Reproduce every row below word for word, omitting the pictures.

# START OF Given information

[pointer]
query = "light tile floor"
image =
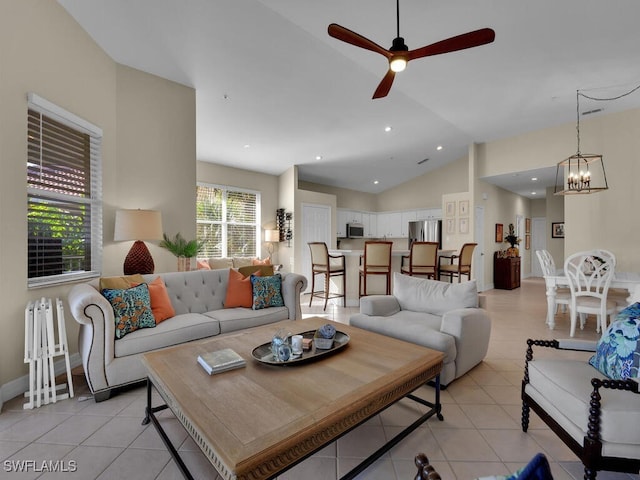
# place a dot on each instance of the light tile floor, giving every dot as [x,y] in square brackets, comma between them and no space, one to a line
[479,436]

# END OF Given information

Task solution |
[pointer]
query = "light tile floor"
image =
# place a dot on each instance of the light tile floor, giving every dot as [x,y] in square brackets, comma between them and no space, one to a line
[479,436]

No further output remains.